Text section >>
Immunohistochemistry and quantification

Immunohistochemical staining was performed using standard procedures. Briefly, 4µm tissue sections were dewaxed and subsequently rehydrated using xylene and graded alcohol washes.Antigen retrieval was performed at 121 ℃ for 2 min, using citrate buffer (pH 6.0). After serial blocking with hydrogen peroxide and normal goat serum, the sections were incubated with primary polyclonal antibody against PLK4 (Abcam, ab137398, polyclonal, 1:100 dilution) for 16h at 4 ℃. Then, the sections were sequentially incubated with biotinylated goat anti-mouse immunoglobulin and peroxidase-conjugated streptavidin.

 Figure 1 

Upregulation of PLK4 mRNA expression level in human breast cancer. The mRNA expression level of PLK4 was compared in cancerous tissues and corresponding normal breast tissues from 30 breast cancer patients using a quantitative real-time PCR. After normalizing the amounts of PLK4 transcripts to those of the GAPDH transcripts, the T/N values were measured by dividing the normalized transcript amounts in breast cancer tissues by which in corresponding normal breast tissues.

J Cancer Image (Click on the image to enlarge.)

The stained PLK4 was found in the cytoplasm of tumor cells (Fig.1), hence, cells were considered positive for PLK4 when a clear-cut brown staining was observed in cytoplasm. Visual evaluation was conducted for estimating the percentage of positive tumuor cells and the intensity of staining. The intensity of staining was graded as follow: 0, no staining; 1, light staining; 2, moderate staining; 3, strong staining. The final score was histological score (H-score), which is characterized by multiplying the percentage of positive tumor cells by the intensity of staining. The H-score ≤ median was regarded as low expression, otherwise was regarded as high expression.

Description of the task >>
From the immunohistochemistry text, reproduce word for word the passage that opens with the words containing "Upregulation of PLK4" and closes with "image to enlarge.)". You will not need the records for this work.

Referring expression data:

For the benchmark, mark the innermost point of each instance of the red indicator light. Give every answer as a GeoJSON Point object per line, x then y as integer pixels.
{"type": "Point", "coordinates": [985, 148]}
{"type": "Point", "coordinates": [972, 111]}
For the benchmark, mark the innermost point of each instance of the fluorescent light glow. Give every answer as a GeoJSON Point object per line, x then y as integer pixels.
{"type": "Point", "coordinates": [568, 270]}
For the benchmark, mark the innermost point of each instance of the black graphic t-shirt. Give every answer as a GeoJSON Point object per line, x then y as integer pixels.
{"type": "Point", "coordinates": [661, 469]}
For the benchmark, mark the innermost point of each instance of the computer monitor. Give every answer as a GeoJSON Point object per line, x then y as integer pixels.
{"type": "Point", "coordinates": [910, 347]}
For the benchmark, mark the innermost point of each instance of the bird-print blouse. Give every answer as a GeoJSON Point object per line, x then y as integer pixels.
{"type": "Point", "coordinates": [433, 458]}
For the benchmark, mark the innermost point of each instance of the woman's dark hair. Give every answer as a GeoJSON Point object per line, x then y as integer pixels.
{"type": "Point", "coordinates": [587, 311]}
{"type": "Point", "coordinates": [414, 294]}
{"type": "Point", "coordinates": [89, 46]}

Written solution >>
Upregulation of PLK4 mRNA expression level in human breast cancer. The mRNA expression level of PLK4 was compared in cancerous tissues and corresponding normal breast tissues from 30 breast cancer patients using a quantitative real-time PCR. After normalizing the amounts of PLK4 transcripts to those of the GAPDH transcripts, the T/N values were measured by dividing the normalized transcript amounts in breast cancer tissues by which in corresponding normal breast tissues.

J Cancer Image (Click on the image to enlarge.)